What you are asked to do >>
Answer these questions about the collection introduction that follows:
1. Who are the issue editors?
2. Apart from the Anglophone Caribbean, which parts of the region are named where movements for sexual citizenship are growing?
3. What is the title and year of the Caribbean IRN's first collection?

----- Quoted text -----

Introduction: A Collaborative Project

Love | Hope | Community: Sexualities & Social Justice
Special Collection by the Caribbean IRN & Sargasso

Issue Editors:
Rosamond S. King,  Lawrence La Fountain Stokes,
Katherine Miranda, and Angelique V. Nixon

Background & Purpose

Movements for sexual citizenship and equal rights for sexual minorities across the region (particularly in the Anglophone but also in the Dutch, French, and Spanish Caribbean) are growing and have garnered local and international media attention. Scholarship and cultural representations on these topics are also greatly expanding, including works that seek to make comparisons across enormously varied experiences, encompassing a variety of languages, colonial traditions, forms of political sovereignty, and relationships with diasporic populations. With recent court cases challenging discriminatory laws and the backlash and frenzy over a so-called “gay lobby” in the region, we are at a crucial juncture of visibility, misrepresentation, anti-sexual minority violence, increased activism, lawsuits, and ongoing survival. It is a vital time to respond to recent events critically and from myriad perspectives, as well as to reflect on these movements, make interventions, fight against misrepresentation and violence, and share strategies for community building and solidarity.

This special collection by Sargasso and the Caribbean International Resource Network (IRN) offers different reflections and perspectives on these issues. The editors posited these questions for contributors to consider: What is the landscape of sexual minority activism across the region? Who are the regional activists and what are the most recent developments? How are these issues being represented in the media, popular culture, and cultural productions? How do we build community, forge resistance to violence and discrimination, and at the same time, demand equal rights and treatment under the law? Where is our hope and love in building community? We envisioned a diverse, multilingual, expansive collection of critical essays, activist reports, interviews and profiles, creative writing, and other works that would reflect on the struggle and movements for sexual justice in the Caribbean. As with the Caribbean IRN’s first collection Theorizing Homophobias in the Caribbean: Complexities of Place, Desire, and Belonging (2012), we seek to disrupt the divide between academia and community, while locating theories and knowledge in multiple sites, discourses, and local voices.

----- Dataset content -----

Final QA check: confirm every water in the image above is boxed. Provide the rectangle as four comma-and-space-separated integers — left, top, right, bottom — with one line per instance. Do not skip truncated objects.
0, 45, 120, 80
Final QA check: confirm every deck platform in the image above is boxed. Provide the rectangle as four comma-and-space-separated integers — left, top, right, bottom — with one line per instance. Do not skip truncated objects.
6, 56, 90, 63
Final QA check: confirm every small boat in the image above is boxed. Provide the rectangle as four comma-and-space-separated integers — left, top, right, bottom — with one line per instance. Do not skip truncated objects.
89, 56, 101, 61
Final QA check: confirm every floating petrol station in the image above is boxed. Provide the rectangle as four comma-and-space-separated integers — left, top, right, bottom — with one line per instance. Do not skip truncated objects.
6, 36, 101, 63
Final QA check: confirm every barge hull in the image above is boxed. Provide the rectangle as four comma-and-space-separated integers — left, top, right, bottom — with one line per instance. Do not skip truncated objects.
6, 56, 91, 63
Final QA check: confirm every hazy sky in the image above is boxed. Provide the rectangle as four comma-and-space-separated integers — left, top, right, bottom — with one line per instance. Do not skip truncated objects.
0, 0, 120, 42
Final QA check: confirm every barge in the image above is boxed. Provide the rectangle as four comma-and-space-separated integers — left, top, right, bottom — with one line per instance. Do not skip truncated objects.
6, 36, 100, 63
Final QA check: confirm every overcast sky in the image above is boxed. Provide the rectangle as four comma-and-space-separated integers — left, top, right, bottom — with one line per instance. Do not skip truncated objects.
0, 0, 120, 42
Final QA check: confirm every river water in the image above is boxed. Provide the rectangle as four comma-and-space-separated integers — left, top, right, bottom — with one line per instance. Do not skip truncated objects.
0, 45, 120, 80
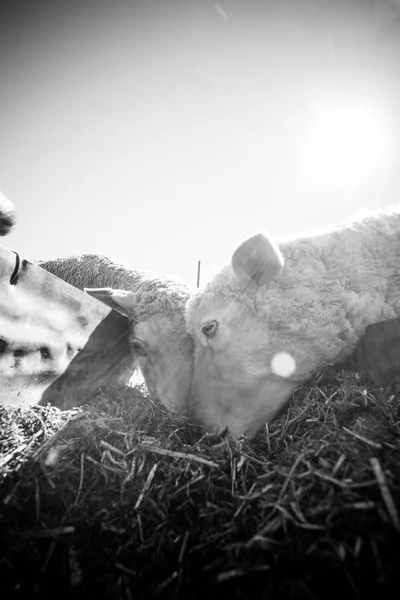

-----

Correct answer >>
1. Rosamond S. King, Lawrence La Fountain Stokes, Katherine Miranda, and Angelique V. Nixon.
2. The Dutch, French, and Spanish Caribbean.
3. Theorizing Homophobias in the Caribbean: Complexities of Place, Desire, and Belonging (2012).